_DOCUMENT EXTRACT_
-*-*-

Arnold Graffi (19 June 1910 - 30 January 2006) was a pioneering German doctor in the area of experimental cancer research. He was the first to identify viruses that induce tumours. He also studied chemical carcinogens. Along with Heinz Bielka he wrote an influential textbook on cancer research titled Probleme der Experimentellen Krebsforschung (1959).

== Life and work ==
Graffi was born in the Saxon town of Bistritz (Bistrița) in Transylvania, then part of Austria-Hungary. His father was a teacher. Graffi completed his gymnasium in 1928 and went to Germany where he studied medicine at Marburg, Leipzig, and Tübingen before receiving his doctorate at the Charité in Berlin. He was influenced by Albert Dietrich in Tübingen to study cancer. He studied cell culture with Tivadar Huzella, hormone research with Karl Junkmann at Schering labs and Otto Warburg at Berlin. Graffi worked under Richard Otto at the Paul Ehrlich Institute in Frankfurt. He taught at the Humboldt University of Berlin from 1949 becoming a professor in 1951 and working there until 1975, when he retired. In 1948 he worked at the newly established Institute of Medicine and Biology in Berlin-Buch under the directorship of Walter Friedrich. At the time of his retirement he was director of the Institute of Cancer Research.

-*-*-

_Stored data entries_
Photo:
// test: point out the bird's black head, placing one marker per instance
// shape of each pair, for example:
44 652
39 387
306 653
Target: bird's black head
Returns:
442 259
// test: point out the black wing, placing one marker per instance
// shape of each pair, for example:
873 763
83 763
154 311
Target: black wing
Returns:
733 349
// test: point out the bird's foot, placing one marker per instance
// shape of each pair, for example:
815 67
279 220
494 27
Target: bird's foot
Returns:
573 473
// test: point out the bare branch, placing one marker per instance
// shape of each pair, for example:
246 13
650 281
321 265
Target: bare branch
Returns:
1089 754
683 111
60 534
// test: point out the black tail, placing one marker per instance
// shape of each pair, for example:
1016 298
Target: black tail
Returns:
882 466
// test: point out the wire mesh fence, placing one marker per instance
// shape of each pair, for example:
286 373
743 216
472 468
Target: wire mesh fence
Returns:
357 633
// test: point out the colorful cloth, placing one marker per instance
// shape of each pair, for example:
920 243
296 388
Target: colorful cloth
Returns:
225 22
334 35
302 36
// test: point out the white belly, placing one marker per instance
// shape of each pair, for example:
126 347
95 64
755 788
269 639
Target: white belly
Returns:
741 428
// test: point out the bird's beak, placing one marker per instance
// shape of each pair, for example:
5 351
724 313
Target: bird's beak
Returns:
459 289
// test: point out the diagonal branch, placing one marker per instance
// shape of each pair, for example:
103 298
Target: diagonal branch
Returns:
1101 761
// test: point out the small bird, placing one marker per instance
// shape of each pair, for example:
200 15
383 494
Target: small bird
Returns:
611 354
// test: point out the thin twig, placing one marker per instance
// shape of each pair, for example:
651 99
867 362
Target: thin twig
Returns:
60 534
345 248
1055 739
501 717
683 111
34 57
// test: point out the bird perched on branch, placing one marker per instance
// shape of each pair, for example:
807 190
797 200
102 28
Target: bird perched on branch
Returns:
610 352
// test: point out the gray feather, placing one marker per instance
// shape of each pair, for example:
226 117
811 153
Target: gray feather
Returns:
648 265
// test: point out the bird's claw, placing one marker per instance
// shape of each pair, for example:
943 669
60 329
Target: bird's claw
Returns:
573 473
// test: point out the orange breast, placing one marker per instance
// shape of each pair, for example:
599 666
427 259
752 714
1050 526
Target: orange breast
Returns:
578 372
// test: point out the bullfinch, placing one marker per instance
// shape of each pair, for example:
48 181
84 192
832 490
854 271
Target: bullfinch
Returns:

-*-*-

_REQUIRED WORK_
1/ Decide whether each statement agrees with the Arnold Graffi biography, answering yes or no and quoting the words that settle it: (a) Graffi was born in Transylvania. (b) Graffi became a professor at the Humboldt University of Berlin in 1949. (c) Graffi wrote a textbook together with Heinz Bielka.
2/ According to the Arnold Graffi biography, who influenced Graffi to study cancer, and where?
3/ Reproduce word for word the part of the Arnold Graffi biography starting with "Arnold Graffi (19" and going on through "Experimentellen Krebsforschung (1959).".
Work from the Arnold Graffi biography alone and leave the entries aside.

_ANSWERS TO EACH TASK_
1/
(a) Yes: "Graffi was born in the Saxon town of Bistritz (Bistrița) in Transylvania"
(b) No: "He taught at the Humboldt University of Berlin from 1949 becoming a professor in 1951"
(c) Yes: "Along with Heinz Bielka he wrote an influential textbook on cancer research"

2/ Albert Dietrich, in Tübingen.

3/
Arnold Graffi (19 June 1910 - 30 January 2006) was a pioneering German doctor in the area of experimental cancer research. He was the first to identify viruses that induce tumours. He also studied chemical carcinogens. Along with Heinz Bielka he wrote an influential textbook on cancer research titled Probleme der Experimentellen Krebsforschung (1959).